» Given exercise 1
In the open government passage, which four countries are named as having passed progressive right-to-information legislation?
** start of Source passage **
International Efforts on Open Government

There is also significant momentum internationally to make government more transparent and accountable, and to promote public and private innovation, in part by making use of new technologies. Examples include:

•     The Right to Information: Mexico, Turkey, Indonesia, and India have passed progressive legislation guaranteeing the right to information and mandating the regular release of information in formats accessible to the public.

•     Open Data: The United Kingdom, Australia, Norway, New Zealand, Estonia, and Canada have launched efforts similar to with the goal of proactively disclosing government data that citizens can readily use.

•     Transparency and Accountability: From Brazil to Kenya to India, governments are enlisting communities to track the delivery of services, including in education and health - recognition that citizens can be valuable partners in fighting corruption and improving the efficiency of government.
** end of Source passage **
** start of Records to use **
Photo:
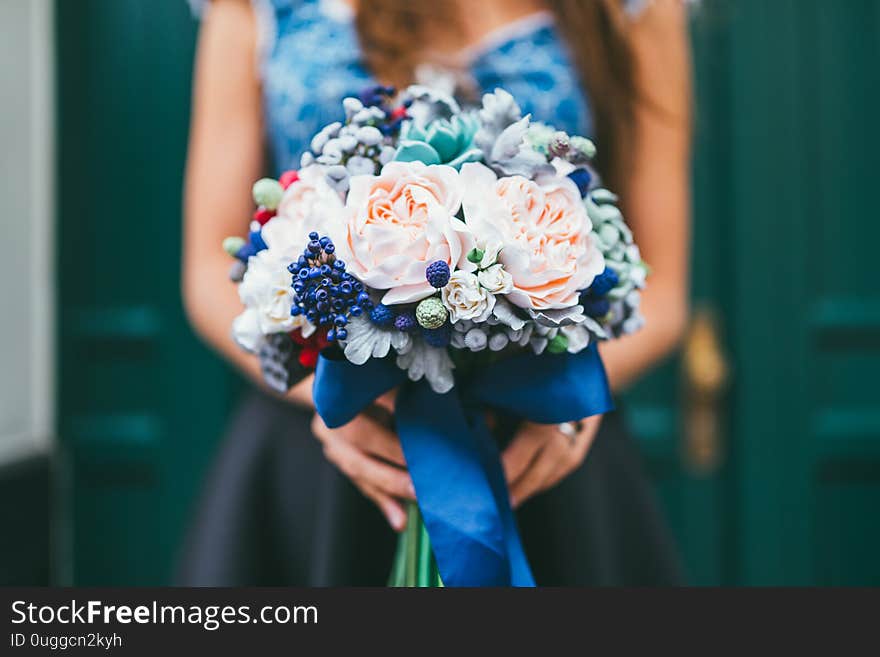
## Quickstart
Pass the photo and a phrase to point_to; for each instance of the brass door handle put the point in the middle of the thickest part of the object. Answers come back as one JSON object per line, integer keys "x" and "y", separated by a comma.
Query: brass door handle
{"x": 705, "y": 380}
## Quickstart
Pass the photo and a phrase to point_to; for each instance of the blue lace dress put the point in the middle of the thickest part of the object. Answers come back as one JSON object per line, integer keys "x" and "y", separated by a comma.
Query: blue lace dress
{"x": 274, "y": 511}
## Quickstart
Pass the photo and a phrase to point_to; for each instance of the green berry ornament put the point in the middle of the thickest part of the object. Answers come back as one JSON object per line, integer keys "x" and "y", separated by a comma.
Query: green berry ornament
{"x": 431, "y": 313}
{"x": 558, "y": 344}
{"x": 232, "y": 245}
{"x": 268, "y": 192}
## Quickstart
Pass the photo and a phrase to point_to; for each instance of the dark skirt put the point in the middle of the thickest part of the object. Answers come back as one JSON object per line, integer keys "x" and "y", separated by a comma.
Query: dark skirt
{"x": 275, "y": 512}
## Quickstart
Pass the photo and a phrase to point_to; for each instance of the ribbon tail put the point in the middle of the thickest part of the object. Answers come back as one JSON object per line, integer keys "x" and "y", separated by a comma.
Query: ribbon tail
{"x": 342, "y": 390}
{"x": 458, "y": 497}
{"x": 520, "y": 572}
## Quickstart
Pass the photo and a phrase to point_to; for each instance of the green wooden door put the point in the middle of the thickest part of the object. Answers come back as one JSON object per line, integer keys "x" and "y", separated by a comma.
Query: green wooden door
{"x": 142, "y": 403}
{"x": 786, "y": 92}
{"x": 805, "y": 320}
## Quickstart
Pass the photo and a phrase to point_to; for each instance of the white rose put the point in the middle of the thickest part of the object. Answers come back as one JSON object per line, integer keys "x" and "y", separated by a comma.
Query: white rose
{"x": 495, "y": 279}
{"x": 266, "y": 293}
{"x": 465, "y": 298}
** end of Records to use **
» Given exercise 2
Count the lines in the records that contain the string "dark", treating case as significant, and reply with that number only.

» Complete answer 1
Mexico, Turkey, Indonesia, and India.

» Complete answer 2
2